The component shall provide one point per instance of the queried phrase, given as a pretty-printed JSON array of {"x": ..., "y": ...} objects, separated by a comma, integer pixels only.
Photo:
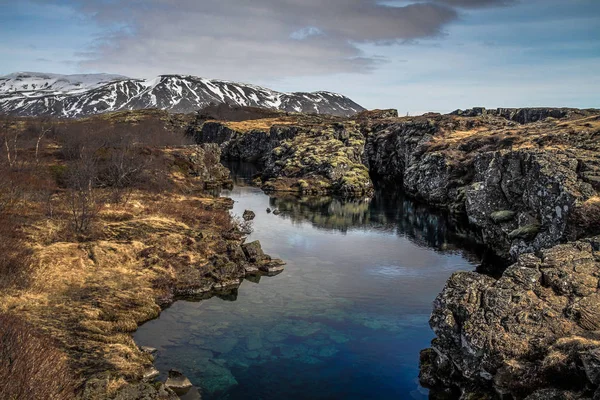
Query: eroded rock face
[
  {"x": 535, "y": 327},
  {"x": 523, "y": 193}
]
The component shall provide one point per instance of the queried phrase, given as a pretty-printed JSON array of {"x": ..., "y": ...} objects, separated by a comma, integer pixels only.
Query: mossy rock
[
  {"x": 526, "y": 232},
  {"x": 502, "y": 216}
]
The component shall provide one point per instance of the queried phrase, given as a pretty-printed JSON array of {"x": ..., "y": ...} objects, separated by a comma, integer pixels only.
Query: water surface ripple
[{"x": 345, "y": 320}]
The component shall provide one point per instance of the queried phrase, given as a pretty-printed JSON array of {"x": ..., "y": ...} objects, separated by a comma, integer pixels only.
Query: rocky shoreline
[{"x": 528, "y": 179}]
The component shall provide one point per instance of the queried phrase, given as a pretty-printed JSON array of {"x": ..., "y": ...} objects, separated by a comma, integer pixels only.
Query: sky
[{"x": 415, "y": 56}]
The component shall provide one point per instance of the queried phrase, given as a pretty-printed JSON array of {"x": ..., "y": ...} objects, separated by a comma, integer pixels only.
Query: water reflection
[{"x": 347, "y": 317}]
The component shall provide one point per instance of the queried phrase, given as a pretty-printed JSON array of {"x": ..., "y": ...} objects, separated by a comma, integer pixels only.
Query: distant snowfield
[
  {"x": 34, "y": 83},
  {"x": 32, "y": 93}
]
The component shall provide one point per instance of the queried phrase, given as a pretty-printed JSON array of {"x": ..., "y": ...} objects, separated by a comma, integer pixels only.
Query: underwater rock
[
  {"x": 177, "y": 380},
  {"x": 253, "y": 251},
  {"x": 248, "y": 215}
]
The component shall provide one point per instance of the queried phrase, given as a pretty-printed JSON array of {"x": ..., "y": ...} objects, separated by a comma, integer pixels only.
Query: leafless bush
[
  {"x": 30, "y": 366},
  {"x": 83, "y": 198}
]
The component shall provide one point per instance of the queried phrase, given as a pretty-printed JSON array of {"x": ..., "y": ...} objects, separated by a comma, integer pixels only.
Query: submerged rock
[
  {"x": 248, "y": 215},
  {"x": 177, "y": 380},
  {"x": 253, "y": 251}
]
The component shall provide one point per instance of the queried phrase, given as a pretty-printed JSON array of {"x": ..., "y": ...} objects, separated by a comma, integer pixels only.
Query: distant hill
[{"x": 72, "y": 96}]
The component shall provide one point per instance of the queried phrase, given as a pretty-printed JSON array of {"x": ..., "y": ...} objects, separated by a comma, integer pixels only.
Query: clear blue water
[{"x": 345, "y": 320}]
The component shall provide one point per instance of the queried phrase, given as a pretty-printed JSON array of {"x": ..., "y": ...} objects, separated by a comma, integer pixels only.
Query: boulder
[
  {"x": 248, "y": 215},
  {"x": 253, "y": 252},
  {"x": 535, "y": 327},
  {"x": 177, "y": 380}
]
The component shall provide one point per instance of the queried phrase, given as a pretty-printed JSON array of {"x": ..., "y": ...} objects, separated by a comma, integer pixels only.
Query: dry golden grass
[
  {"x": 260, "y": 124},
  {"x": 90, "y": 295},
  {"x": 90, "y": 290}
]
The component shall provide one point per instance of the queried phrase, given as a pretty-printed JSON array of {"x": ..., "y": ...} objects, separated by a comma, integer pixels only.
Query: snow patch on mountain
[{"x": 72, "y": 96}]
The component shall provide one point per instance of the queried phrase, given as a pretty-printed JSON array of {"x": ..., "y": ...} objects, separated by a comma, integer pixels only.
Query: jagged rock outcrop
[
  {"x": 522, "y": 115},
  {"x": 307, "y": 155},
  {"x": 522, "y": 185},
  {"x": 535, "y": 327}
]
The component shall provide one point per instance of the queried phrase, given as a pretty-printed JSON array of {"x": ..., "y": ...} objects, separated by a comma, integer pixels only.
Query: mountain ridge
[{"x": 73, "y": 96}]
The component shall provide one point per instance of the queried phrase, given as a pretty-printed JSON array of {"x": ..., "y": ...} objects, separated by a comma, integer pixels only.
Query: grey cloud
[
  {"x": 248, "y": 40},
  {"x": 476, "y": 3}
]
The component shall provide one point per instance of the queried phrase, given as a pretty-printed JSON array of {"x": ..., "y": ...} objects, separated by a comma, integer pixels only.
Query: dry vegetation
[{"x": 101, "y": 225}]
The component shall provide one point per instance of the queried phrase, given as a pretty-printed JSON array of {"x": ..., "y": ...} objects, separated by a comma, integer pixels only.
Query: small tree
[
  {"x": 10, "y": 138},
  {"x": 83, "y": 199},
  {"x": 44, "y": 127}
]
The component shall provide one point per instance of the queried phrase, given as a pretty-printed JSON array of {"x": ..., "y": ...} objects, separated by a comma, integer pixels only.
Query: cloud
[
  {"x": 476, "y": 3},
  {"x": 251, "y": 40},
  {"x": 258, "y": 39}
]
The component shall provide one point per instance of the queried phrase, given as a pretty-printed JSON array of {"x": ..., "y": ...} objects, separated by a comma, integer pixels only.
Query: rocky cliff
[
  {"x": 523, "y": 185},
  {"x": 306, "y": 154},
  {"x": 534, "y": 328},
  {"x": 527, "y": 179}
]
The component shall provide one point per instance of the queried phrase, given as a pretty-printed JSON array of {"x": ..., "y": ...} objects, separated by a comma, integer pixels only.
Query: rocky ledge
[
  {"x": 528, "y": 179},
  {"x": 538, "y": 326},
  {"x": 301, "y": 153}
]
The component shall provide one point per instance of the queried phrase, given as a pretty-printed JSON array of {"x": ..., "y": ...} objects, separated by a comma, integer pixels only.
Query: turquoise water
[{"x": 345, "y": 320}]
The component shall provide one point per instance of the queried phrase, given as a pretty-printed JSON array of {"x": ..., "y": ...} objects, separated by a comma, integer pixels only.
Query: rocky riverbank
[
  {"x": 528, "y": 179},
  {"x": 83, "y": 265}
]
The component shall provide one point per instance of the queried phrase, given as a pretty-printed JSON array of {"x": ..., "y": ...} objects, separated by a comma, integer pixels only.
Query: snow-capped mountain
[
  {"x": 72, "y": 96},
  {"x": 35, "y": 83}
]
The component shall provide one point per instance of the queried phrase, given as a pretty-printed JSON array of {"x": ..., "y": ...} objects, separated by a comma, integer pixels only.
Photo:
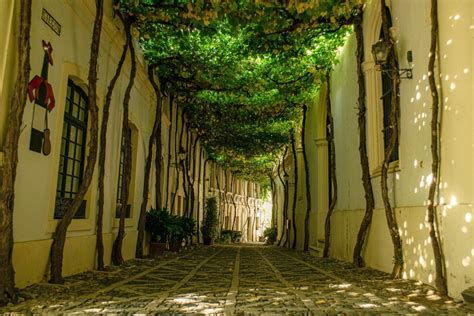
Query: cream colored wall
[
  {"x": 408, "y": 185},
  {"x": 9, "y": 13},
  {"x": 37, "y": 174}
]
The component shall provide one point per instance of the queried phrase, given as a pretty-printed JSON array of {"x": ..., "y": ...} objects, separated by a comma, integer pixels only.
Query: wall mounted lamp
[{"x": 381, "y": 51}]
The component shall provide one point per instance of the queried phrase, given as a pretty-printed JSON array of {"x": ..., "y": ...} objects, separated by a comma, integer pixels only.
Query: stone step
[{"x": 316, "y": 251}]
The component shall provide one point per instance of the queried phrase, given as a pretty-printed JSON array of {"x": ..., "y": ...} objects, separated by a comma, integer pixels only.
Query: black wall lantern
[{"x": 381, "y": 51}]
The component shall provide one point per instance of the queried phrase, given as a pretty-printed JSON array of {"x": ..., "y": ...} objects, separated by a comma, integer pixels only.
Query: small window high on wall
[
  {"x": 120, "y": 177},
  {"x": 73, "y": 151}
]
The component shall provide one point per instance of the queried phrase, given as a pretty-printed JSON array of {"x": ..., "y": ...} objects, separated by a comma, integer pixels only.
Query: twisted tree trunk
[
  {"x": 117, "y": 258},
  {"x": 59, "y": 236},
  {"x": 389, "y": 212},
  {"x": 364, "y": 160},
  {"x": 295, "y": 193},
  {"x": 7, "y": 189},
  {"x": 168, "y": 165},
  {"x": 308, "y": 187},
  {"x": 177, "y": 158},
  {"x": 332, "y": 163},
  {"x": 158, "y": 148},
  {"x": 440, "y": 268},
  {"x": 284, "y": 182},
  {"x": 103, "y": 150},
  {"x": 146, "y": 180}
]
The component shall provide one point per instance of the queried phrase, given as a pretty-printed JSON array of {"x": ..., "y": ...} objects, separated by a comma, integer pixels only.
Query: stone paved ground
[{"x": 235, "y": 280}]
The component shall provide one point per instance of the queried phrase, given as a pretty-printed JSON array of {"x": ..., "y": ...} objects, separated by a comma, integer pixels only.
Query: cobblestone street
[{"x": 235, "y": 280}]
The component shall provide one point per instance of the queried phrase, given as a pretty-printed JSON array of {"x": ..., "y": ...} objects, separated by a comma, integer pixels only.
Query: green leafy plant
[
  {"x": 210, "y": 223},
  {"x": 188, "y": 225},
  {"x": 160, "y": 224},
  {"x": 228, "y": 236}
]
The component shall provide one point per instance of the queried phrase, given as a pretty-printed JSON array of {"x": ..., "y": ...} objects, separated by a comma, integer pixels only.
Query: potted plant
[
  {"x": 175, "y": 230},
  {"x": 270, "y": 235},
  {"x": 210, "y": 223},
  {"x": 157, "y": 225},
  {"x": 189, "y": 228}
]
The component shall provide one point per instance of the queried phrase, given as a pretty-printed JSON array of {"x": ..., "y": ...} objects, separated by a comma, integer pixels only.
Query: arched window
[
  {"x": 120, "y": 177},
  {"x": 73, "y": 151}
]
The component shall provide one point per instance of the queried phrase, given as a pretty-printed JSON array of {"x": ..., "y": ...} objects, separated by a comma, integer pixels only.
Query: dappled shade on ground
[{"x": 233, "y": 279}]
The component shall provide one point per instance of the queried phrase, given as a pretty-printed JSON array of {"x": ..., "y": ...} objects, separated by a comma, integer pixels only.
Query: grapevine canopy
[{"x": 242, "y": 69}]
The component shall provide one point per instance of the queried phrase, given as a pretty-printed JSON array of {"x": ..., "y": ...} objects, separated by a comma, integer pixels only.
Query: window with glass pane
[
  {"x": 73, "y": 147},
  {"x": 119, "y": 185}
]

-------

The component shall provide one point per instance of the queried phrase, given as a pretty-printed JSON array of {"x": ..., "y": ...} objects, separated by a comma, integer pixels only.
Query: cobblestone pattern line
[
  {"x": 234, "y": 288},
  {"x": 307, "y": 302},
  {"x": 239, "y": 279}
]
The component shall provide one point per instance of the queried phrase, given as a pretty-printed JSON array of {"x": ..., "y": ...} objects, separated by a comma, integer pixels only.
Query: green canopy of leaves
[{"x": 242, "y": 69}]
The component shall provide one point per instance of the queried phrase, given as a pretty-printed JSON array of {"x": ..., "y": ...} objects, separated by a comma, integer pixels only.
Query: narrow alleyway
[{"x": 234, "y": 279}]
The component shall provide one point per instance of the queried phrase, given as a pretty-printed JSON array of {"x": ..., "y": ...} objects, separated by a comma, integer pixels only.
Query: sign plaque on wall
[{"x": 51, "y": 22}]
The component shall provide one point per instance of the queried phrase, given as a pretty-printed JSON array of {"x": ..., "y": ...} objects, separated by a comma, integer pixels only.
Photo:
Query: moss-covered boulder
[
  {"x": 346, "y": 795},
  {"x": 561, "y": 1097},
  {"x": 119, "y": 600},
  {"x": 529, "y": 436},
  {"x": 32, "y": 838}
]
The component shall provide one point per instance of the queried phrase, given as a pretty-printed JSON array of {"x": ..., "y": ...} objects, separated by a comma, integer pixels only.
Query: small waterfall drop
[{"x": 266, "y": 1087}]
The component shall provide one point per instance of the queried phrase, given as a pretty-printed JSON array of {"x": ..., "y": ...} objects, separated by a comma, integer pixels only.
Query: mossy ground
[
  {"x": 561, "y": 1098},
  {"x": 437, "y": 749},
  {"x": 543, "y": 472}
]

-------

Pick out every line above that contains the word "plant", and copy each one in full. Case counts.

▶ _Solution_:
Query: green leafy plant
Query: potted plant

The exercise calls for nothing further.